[TASK ITEM]: Nothing but the line with "Pin every instance of the watch" and the lines after it, through the end of the records below, is to be repeated, exactly as it is.

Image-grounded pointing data
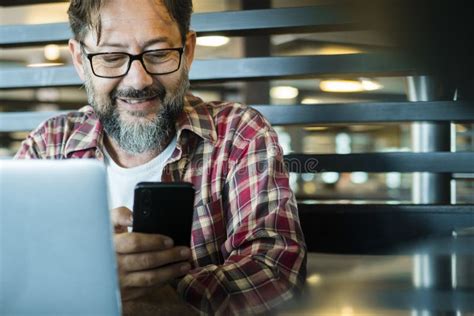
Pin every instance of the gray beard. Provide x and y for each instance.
(140, 137)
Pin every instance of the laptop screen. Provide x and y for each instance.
(56, 249)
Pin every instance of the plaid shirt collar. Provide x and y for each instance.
(195, 118)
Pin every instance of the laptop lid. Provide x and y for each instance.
(56, 249)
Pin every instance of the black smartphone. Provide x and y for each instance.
(164, 208)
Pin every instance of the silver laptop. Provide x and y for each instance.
(56, 249)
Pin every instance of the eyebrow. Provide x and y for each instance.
(148, 43)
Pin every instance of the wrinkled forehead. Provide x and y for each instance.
(135, 21)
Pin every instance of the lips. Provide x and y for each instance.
(136, 101)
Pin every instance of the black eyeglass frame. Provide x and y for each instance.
(132, 57)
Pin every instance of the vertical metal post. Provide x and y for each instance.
(257, 92)
(428, 137)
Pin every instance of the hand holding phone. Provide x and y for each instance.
(166, 209)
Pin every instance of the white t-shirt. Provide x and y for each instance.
(121, 181)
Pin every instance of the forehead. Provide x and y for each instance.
(135, 22)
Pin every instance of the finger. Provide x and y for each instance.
(121, 216)
(151, 260)
(137, 242)
(130, 293)
(155, 277)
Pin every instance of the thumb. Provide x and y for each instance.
(121, 218)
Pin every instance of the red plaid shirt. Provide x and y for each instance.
(247, 245)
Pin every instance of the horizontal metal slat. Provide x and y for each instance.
(251, 22)
(24, 121)
(378, 229)
(442, 111)
(456, 111)
(258, 68)
(344, 208)
(436, 162)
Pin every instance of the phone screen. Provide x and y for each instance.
(165, 209)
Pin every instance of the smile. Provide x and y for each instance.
(136, 101)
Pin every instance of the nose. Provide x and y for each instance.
(137, 77)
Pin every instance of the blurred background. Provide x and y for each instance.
(396, 28)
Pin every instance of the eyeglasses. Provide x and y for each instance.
(117, 64)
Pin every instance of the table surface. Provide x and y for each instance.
(431, 277)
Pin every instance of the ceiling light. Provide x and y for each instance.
(341, 86)
(330, 177)
(51, 52)
(316, 128)
(314, 279)
(370, 85)
(338, 50)
(37, 65)
(283, 92)
(310, 101)
(212, 41)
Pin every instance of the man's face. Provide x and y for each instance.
(138, 110)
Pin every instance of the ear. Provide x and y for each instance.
(76, 53)
(190, 46)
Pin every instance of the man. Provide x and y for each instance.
(247, 251)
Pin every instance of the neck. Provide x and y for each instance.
(129, 160)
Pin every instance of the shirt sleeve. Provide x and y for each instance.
(33, 147)
(265, 253)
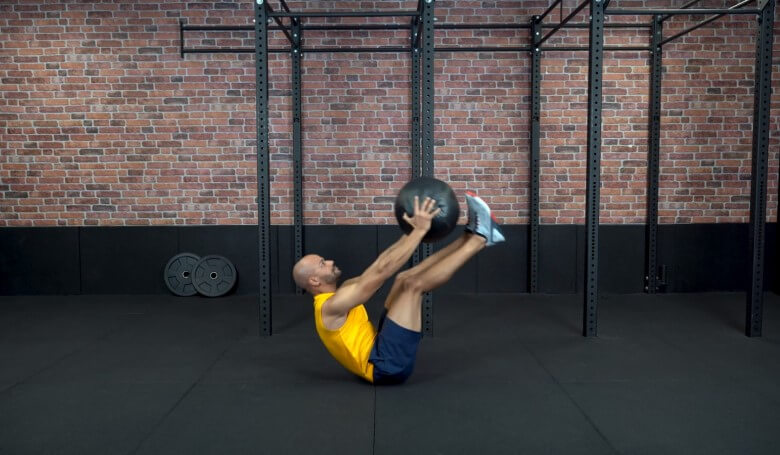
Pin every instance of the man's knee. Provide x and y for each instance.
(410, 282)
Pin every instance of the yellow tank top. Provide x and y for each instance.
(351, 344)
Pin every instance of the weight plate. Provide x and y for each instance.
(178, 274)
(214, 276)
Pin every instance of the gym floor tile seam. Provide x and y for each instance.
(170, 411)
(573, 401)
(62, 359)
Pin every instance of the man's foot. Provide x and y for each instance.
(480, 220)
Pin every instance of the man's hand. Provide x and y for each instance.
(422, 215)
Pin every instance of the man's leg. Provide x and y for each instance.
(425, 265)
(404, 305)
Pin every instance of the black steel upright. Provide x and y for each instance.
(295, 57)
(263, 201)
(653, 157)
(761, 106)
(415, 146)
(427, 132)
(536, 109)
(595, 80)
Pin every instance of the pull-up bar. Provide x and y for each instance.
(349, 14)
(687, 5)
(671, 12)
(247, 50)
(702, 24)
(548, 11)
(563, 22)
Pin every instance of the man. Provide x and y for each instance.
(386, 355)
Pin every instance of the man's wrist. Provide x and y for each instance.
(418, 232)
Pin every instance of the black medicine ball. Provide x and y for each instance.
(437, 190)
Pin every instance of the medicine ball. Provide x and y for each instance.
(437, 190)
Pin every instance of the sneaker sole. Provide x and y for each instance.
(484, 205)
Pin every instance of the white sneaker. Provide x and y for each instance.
(481, 221)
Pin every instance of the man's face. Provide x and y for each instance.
(327, 271)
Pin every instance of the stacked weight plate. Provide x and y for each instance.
(186, 274)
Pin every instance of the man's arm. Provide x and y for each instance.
(385, 266)
(357, 292)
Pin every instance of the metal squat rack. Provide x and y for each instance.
(421, 27)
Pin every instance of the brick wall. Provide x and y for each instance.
(103, 123)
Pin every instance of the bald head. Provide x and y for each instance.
(315, 274)
(305, 269)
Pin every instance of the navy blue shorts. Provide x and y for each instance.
(394, 352)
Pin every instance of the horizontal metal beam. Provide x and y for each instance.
(336, 27)
(221, 28)
(548, 10)
(543, 49)
(705, 22)
(347, 14)
(563, 22)
(279, 23)
(685, 6)
(653, 12)
(240, 50)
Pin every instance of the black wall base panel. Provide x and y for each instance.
(39, 261)
(130, 260)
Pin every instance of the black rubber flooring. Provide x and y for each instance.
(504, 374)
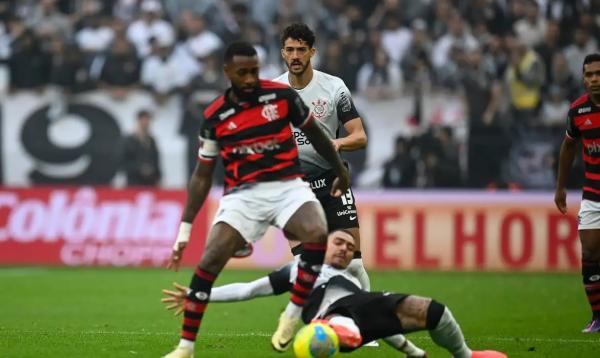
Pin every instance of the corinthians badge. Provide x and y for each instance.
(319, 108)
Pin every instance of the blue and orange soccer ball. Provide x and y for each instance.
(316, 340)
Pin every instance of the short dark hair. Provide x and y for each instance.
(300, 32)
(593, 57)
(144, 113)
(239, 48)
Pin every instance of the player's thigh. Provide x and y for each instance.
(589, 229)
(246, 212)
(223, 241)
(590, 244)
(341, 212)
(412, 312)
(307, 224)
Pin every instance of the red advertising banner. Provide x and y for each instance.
(399, 230)
(91, 226)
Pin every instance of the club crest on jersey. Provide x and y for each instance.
(319, 108)
(270, 112)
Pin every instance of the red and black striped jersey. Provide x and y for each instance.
(254, 138)
(583, 122)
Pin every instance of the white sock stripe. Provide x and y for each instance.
(478, 339)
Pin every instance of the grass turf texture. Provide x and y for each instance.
(84, 312)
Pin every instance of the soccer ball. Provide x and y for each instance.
(316, 340)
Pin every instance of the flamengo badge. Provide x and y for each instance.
(319, 108)
(270, 112)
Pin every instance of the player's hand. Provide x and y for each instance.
(336, 144)
(560, 199)
(176, 256)
(340, 184)
(176, 299)
(183, 237)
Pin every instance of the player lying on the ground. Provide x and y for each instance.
(338, 256)
(357, 316)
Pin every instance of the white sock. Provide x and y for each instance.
(293, 310)
(357, 269)
(184, 343)
(447, 334)
(405, 346)
(346, 322)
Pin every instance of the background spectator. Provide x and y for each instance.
(141, 157)
(496, 71)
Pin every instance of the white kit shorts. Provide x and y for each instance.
(253, 209)
(589, 215)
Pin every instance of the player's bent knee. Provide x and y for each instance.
(434, 314)
(412, 313)
(314, 233)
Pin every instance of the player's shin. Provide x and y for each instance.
(445, 331)
(590, 271)
(357, 269)
(195, 305)
(309, 267)
(405, 346)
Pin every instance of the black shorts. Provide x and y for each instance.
(340, 212)
(373, 312)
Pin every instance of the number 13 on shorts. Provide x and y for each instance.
(347, 198)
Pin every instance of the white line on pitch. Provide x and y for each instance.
(266, 334)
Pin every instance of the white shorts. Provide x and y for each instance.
(589, 215)
(252, 210)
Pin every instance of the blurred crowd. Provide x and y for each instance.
(516, 65)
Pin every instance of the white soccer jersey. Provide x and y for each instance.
(331, 104)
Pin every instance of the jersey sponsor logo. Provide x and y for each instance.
(300, 106)
(593, 147)
(201, 295)
(257, 148)
(270, 112)
(266, 97)
(346, 212)
(300, 138)
(227, 113)
(318, 184)
(319, 108)
(346, 104)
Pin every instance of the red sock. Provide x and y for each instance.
(309, 268)
(195, 303)
(591, 282)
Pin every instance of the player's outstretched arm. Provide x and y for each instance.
(198, 189)
(325, 148)
(242, 291)
(565, 162)
(227, 293)
(356, 138)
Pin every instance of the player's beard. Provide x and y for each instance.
(241, 94)
(302, 70)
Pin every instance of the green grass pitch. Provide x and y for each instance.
(85, 312)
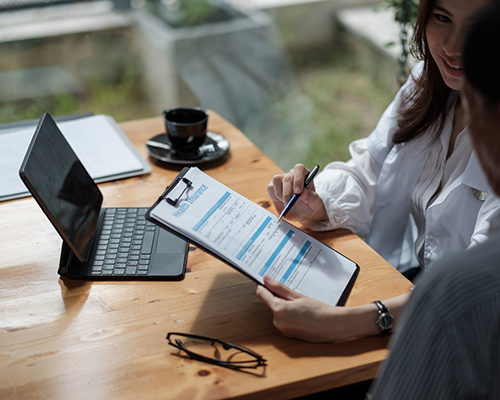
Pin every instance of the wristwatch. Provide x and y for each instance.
(385, 318)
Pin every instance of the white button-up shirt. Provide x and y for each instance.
(411, 204)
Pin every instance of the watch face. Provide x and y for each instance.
(385, 320)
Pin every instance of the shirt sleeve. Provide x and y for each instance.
(348, 189)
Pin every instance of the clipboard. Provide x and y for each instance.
(250, 239)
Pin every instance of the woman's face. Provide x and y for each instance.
(446, 30)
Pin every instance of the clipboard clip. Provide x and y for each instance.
(188, 184)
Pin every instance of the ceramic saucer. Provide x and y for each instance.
(215, 147)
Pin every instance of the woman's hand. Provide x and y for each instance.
(301, 317)
(309, 207)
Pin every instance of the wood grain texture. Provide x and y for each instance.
(106, 340)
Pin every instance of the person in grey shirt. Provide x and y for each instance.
(447, 345)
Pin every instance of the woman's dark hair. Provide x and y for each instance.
(428, 102)
(481, 56)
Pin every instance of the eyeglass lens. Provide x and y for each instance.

[EXPECTED OUTPUT]:
Pin every instance of the watch face. Provide x and y for each instance.
(385, 320)
Pin every instance of the shirt sleeve. Provide x and y for each instance.
(348, 189)
Pin every instance of the clipboard. Provide x and y for each instance.
(250, 239)
Pin every instance of the woman's face. Provide x and y for each instance.
(446, 30)
Pin every instance of the clipboard clip. Provide x and y for each instance.
(188, 184)
Pin every instance of the ceramic saucer. Provide x and y for each instance.
(215, 147)
Pin every instance of the woman's hand. Provide x and y for each instance.
(301, 317)
(309, 207)
Pin every instance of the wood grain texture. Provide x and y for each instance.
(106, 340)
Pin every instance of the person in grey shirt. Provide x and y for each instance.
(447, 345)
Pin every instance of the woman's dark hair. Provide x and y for each instance.
(428, 102)
(481, 56)
Pin every instance of the eyeglass lens. Provide x and y for each instance.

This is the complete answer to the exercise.